Il suo peggior nemico è l’ultimo romanzo di Veit Heinichen, in concorso per il Premio Bancarella. Il prolifico scrittore torna sul panorama letterario europeo con una nuova avventura del burbero ed efficiente paladino della giustizia, che si trova ad affrontare un caso in cui politica, traffici internazionali e interessi economici privati si mescolano indistintamente.
Abbracciata da un lato dalle imponenti montagne innevate, dall’altro dal frizzante mare adriatico, si snoda la vicenda che vede gli inquirenti italiani prodigarsi con impegno nell’inseguimento dei banditi, una volta avvenuto con successo l’assalto al ricco portavalori, e nella ricerca dell’assassino di Franz Spechtenhauser, districandosi tra i delicati equilibri di una famiglia interessata più ai profitti che agli affetti.
L’azione non manca, il lettore è sempre col fiato sospeso grazie alla rocambolesca fuga dei criminali attraverso le case di piacere del centro Europa e i più suggestivi e bucolici paesaggi alpini, ma la trama talvolta risulta pesante e un po’ difficile da seguire a causa della pienezza di riferimenti ai dati tecnici e burocratici delle indagini ufficiali.

#### [DATI FORNITI]

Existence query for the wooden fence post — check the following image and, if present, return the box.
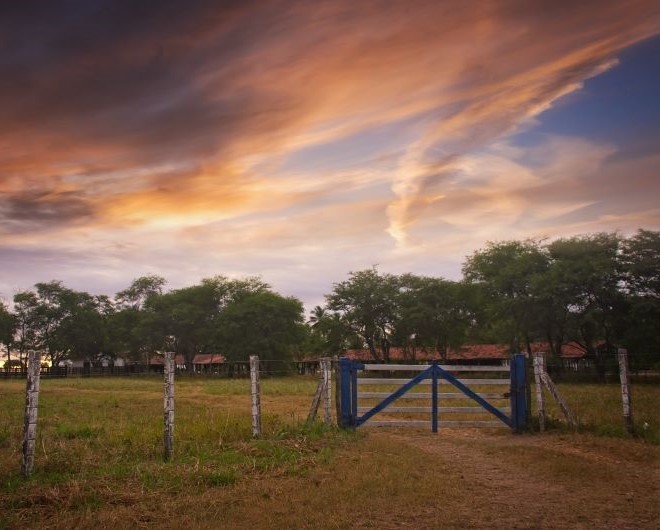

#### [OBIETTIVI]
(a) Secondo la recensione di «Il suo peggior nemico», per quale premio è in concorso il romanzo?
(b) Prosegui la recensione del romanzo «Il suo peggior nemico» dopo la sua ultima frase.
L'elenco proviene da un'altra fonte.

#### [RISPOSTE FINALI]
(a) Il Premio Bancarella.

(b)
Con un rapido e capace colpo di penna, Heinichen riesce a delineare lo spessore psicologico di personaggi dalle più diverse personalità: dal “Direttore” e “Einstein”, nomi in codice dei due metodici organizzatori della rapina, alle gemelle Spechtenhauser, le fredde ed esperte imprenditrici figlie della vittima, all’impulsiva e complicata commissaria Xenia Zannier, senza tralasciare il viscido avvocato-parassita di famiglia e alcuni pigri esecutori della legge.
Il romanzo riesce a cogliere un realistico affresco dell’Italia di oggi, coi giovani in lotta contro la crisi, la modernizzazione della criminalità organizzata sempre più legata ai piani alti della politica corrotta, e il clima di tensione di quest’area di confine, generato dalla contesa di diversi interessi culturali ed economici.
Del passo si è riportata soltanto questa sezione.